> [INFORMATION SUPPLIED]
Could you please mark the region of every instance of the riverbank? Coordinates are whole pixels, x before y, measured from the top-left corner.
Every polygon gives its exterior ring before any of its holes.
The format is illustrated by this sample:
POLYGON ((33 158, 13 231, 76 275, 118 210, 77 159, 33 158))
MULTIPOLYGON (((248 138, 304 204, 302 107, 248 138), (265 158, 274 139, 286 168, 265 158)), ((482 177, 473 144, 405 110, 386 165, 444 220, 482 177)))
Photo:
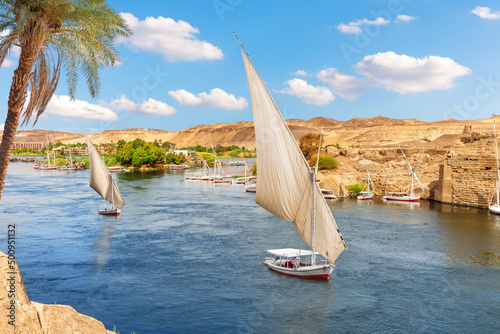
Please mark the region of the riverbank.
MULTIPOLYGON (((15 251, 11 253, 15 254, 15 251)), ((10 257, 15 258, 15 255, 10 257)), ((71 306, 31 301, 17 263, 1 251, 0 308, 4 310, 0 333, 113 333, 106 330, 99 320, 80 314, 71 306)))

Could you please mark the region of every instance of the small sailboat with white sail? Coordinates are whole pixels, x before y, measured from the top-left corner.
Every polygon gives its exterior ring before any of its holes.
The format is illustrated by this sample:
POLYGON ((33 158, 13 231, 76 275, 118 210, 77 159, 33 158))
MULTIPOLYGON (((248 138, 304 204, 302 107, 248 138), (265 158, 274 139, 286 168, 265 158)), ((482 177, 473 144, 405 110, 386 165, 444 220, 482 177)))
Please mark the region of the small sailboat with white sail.
POLYGON ((97 213, 101 215, 118 216, 121 212, 121 208, 125 205, 125 201, 113 180, 113 176, 106 167, 106 164, 100 159, 94 144, 92 144, 88 136, 86 137, 90 164, 89 186, 110 204, 101 205, 102 209, 97 210, 97 213))
POLYGON ((329 278, 337 257, 347 248, 311 168, 271 93, 240 43, 250 90, 257 144, 255 202, 276 217, 292 222, 311 250, 285 248, 267 252, 263 263, 281 274, 329 278), (323 260, 321 260, 323 258, 323 260))
POLYGON ((493 132, 495 133, 495 155, 497 160, 497 180, 495 183, 495 191, 491 196, 490 206, 488 209, 491 213, 500 215, 500 164, 498 162, 498 144, 497 144, 497 129, 495 124, 495 114, 493 114, 493 132))
MULTIPOLYGON (((391 132, 391 134, 392 134, 392 132, 391 132)), ((411 172, 411 186, 410 186, 410 192, 409 193, 406 193, 406 192, 390 192, 388 195, 382 197, 382 199, 386 200, 386 201, 398 201, 398 202, 419 202, 420 201, 420 196, 416 196, 415 195, 414 181, 416 180, 418 182, 418 184, 422 188, 422 191, 424 191, 424 186, 422 185, 422 183, 420 183, 420 180, 418 179, 417 174, 415 174, 415 172, 413 171, 413 168, 411 167, 410 162, 406 158, 405 152, 403 151, 403 149, 401 148, 401 146, 399 146, 399 143, 396 140, 396 137, 394 137, 393 134, 392 134, 392 137, 394 138, 394 141, 398 145, 399 150, 403 154, 403 157, 405 157, 405 160, 408 163, 408 167, 410 168, 410 172, 411 172)))

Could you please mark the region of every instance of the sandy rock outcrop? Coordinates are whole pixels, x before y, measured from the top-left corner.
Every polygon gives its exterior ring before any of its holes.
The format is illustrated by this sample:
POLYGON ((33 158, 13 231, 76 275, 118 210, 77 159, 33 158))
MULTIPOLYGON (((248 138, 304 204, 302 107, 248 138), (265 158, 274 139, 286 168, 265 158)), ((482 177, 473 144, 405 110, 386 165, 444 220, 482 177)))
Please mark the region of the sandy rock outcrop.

> [ASSIGNMENT] Only the pictures are to be omitted; the records above must otherwise be reproduced exactly.

> [WRITTEN SOLUTION]
Could you please mark the region of every instance of the riverbank? Coordinates are whole pixels, x before y, measured from the top-left corner.
Every polygon gives its exterior ring before any of its holes.
The format is illustrated by this sample:
POLYGON ((33 158, 13 231, 76 275, 118 210, 77 159, 33 158))
MULTIPOLYGON (((248 138, 304 204, 302 107, 248 138), (265 158, 274 139, 286 168, 265 158)), ((482 177, 473 144, 405 110, 386 165, 444 220, 482 177)))
Photo:
Please mark the region of the riverbank.
MULTIPOLYGON (((15 251, 11 253, 15 254, 15 251)), ((10 257, 15 258, 15 255, 10 257)), ((71 306, 31 301, 17 263, 1 251, 0 308, 4 310, 0 333, 113 333, 106 330, 99 320, 80 314, 71 306)))

Could you please mark the region of every instance of the small sailboat with white sail? Coordinates are whole pixels, x before y, measured from the top-left corner.
Every polygon gives its exterior ring before any of its holes.
The format is illustrated by this sample:
POLYGON ((33 158, 13 231, 76 275, 118 210, 77 159, 33 158))
MULTIPOLYGON (((248 138, 304 204, 302 107, 248 138), (265 158, 274 139, 286 168, 265 158)), ((482 177, 473 144, 405 110, 386 165, 444 220, 482 177)))
Please mark the region of the small sailboat with white sail.
POLYGON ((97 213, 101 215, 118 216, 121 212, 121 208, 125 205, 125 201, 113 180, 113 176, 106 167, 106 164, 100 159, 94 144, 92 144, 88 136, 86 137, 90 164, 89 186, 110 204, 101 205, 102 209, 97 210, 97 213))
POLYGON ((329 278, 337 257, 347 248, 311 168, 271 93, 240 43, 250 90, 257 144, 255 202, 276 217, 292 222, 311 250, 285 248, 267 252, 263 263, 281 274, 329 278), (323 260, 321 260, 323 258, 323 260))
POLYGON ((493 132, 495 133, 495 155, 497 160, 497 180, 495 183, 495 191, 491 196, 490 206, 488 209, 491 213, 500 215, 500 164, 498 162, 498 144, 497 144, 497 129, 495 124, 495 114, 493 114, 493 132))
MULTIPOLYGON (((391 132, 391 134, 392 134, 392 132, 391 132)), ((411 172, 411 186, 410 186, 410 192, 409 193, 406 193, 406 192, 390 192, 388 195, 382 197, 382 199, 386 200, 386 201, 398 201, 398 202, 419 202, 420 201, 420 196, 416 196, 415 195, 414 181, 416 180, 418 182, 418 184, 422 188, 422 191, 424 191, 424 186, 422 185, 422 183, 420 183, 420 180, 418 179, 417 174, 415 174, 415 172, 413 171, 413 168, 411 167, 410 162, 406 158, 405 152, 403 151, 403 149, 401 148, 401 146, 399 146, 399 143, 396 140, 396 137, 394 137, 393 134, 392 134, 392 137, 394 138, 394 141, 398 145, 399 150, 403 154, 403 157, 405 157, 405 160, 408 163, 408 167, 410 168, 410 172, 411 172)))

Could you please mark the region of every instance of the sandy rock outcrop? Coordinates are whole pixels, x before y, measured from the top-left corner.
Every polygon gives its exterior ring before any of its holes.
The format is illustrated by this sample:
POLYGON ((33 158, 13 231, 76 275, 118 210, 77 159, 33 158))
MULTIPOLYGON (((248 138, 304 204, 302 107, 248 138), (265 158, 274 139, 286 168, 265 158)), ((482 177, 473 144, 405 110, 386 165, 444 220, 482 177)))
Please mark the region of the sandy rock outcrop.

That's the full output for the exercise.